Instructions to follow: Run through the records and, wherever a line holds the word "autumn", return that line.

Records provided:
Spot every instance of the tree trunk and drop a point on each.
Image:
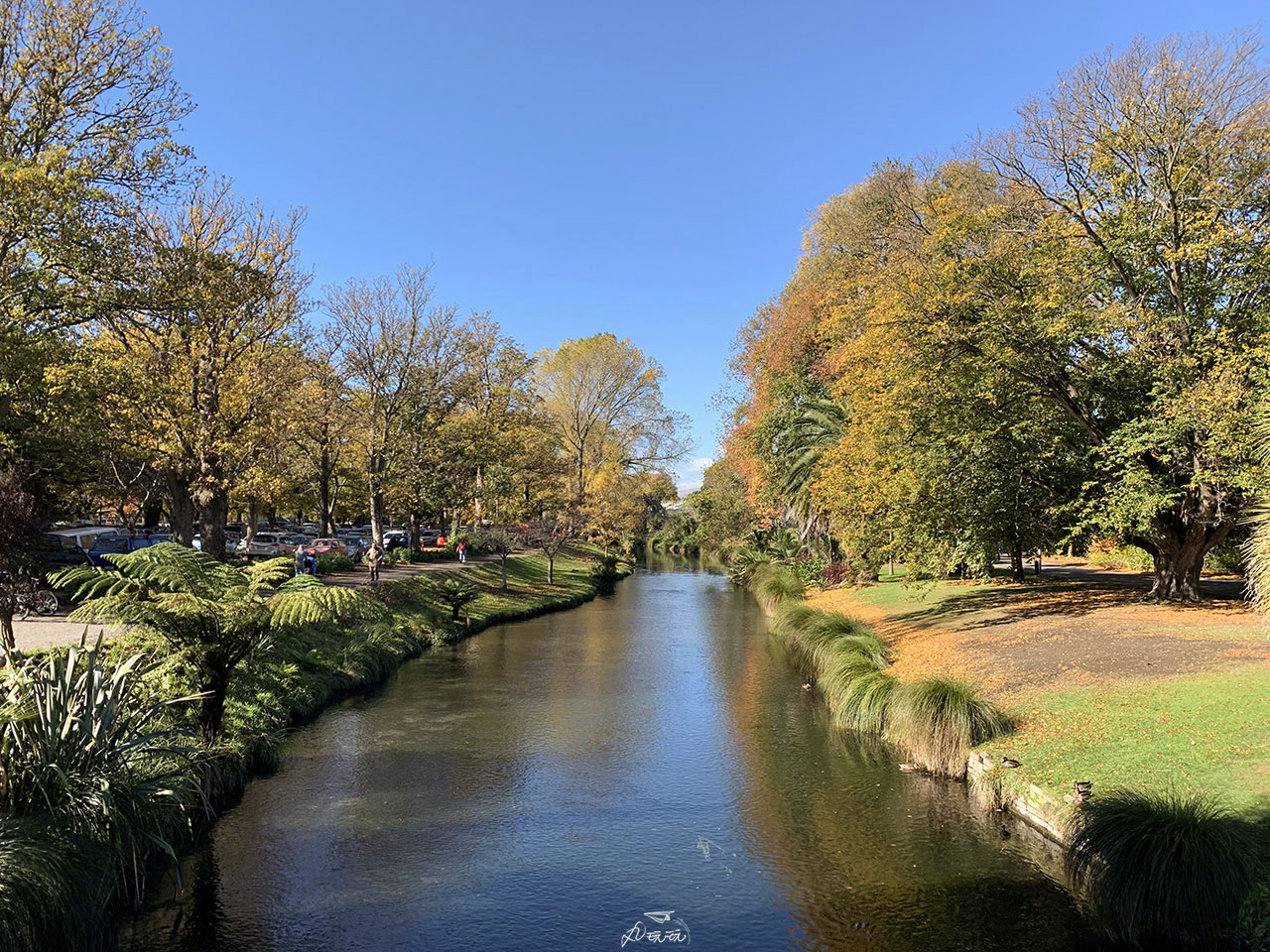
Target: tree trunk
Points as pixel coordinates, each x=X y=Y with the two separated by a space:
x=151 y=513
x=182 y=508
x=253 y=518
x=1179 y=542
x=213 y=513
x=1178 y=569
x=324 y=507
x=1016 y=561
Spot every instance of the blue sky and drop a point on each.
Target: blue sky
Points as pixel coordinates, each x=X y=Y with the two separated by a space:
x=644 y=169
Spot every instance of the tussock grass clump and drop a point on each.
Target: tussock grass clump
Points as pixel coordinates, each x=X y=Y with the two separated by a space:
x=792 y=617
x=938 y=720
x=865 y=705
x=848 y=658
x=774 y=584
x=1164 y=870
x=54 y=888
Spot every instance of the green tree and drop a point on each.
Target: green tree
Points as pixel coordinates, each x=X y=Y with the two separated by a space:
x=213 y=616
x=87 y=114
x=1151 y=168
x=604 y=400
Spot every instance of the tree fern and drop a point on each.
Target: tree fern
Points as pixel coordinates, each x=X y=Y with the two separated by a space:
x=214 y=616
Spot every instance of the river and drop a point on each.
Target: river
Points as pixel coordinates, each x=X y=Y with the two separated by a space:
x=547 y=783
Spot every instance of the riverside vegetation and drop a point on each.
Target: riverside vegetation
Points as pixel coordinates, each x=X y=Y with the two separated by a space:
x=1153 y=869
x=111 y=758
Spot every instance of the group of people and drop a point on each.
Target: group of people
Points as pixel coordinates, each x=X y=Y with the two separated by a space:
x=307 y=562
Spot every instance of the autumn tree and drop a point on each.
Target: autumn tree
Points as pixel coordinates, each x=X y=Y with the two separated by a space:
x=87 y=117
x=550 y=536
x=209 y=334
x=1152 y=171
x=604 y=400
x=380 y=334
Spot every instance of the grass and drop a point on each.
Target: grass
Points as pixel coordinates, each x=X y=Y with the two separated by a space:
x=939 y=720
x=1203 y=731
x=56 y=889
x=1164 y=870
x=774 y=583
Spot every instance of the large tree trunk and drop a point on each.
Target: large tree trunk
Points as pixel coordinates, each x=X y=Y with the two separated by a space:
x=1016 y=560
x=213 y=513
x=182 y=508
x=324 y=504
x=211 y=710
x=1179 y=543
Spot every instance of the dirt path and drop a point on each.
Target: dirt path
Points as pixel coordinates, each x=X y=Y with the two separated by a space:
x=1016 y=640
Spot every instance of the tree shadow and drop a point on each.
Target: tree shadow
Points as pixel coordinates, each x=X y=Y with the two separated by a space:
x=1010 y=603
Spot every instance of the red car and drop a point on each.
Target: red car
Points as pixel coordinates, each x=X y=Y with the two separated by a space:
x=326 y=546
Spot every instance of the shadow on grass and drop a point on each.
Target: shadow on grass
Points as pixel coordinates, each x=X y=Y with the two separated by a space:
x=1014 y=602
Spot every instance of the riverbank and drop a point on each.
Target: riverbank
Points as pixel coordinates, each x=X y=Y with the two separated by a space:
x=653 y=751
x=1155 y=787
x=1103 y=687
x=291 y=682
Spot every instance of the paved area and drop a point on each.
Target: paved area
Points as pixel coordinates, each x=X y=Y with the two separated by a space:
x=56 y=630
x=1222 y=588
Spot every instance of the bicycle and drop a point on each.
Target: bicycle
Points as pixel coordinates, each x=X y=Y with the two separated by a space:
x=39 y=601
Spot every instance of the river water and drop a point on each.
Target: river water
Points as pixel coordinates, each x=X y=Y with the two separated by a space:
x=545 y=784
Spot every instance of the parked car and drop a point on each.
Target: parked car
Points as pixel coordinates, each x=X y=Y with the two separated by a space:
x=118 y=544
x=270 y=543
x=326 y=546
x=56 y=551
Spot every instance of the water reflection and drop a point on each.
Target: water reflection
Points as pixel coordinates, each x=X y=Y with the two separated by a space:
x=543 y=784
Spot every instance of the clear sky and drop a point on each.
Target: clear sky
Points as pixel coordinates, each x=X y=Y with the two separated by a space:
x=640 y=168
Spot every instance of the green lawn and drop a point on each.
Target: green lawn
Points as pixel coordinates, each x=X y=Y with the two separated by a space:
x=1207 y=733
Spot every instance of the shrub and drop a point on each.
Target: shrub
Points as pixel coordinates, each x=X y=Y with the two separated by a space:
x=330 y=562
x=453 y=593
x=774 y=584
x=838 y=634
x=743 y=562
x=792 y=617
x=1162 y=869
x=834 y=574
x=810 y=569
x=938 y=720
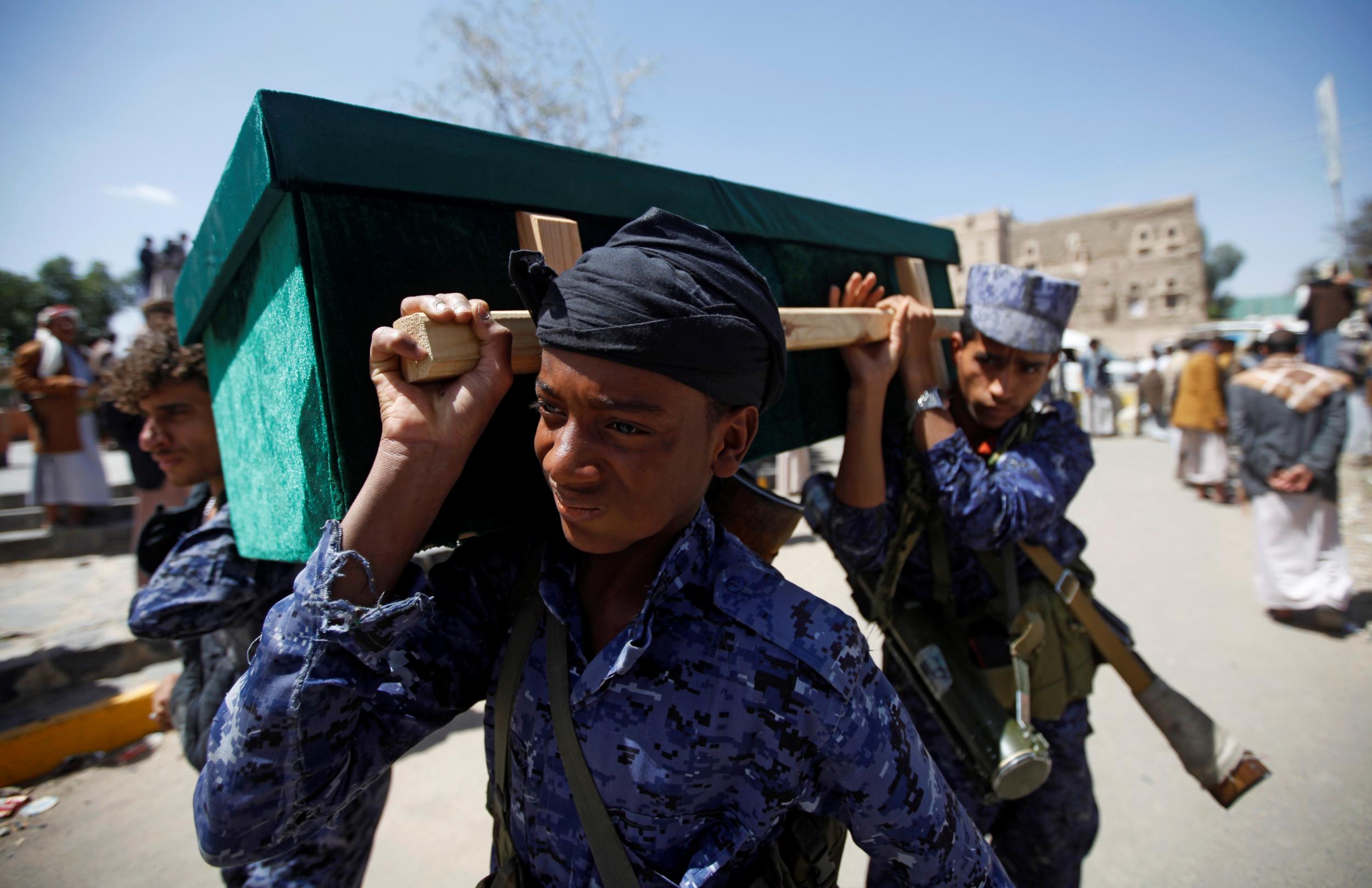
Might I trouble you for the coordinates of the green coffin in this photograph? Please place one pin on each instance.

Task solution:
Spot every instance of the autumn tree and drop a point on each.
Target: autumn tree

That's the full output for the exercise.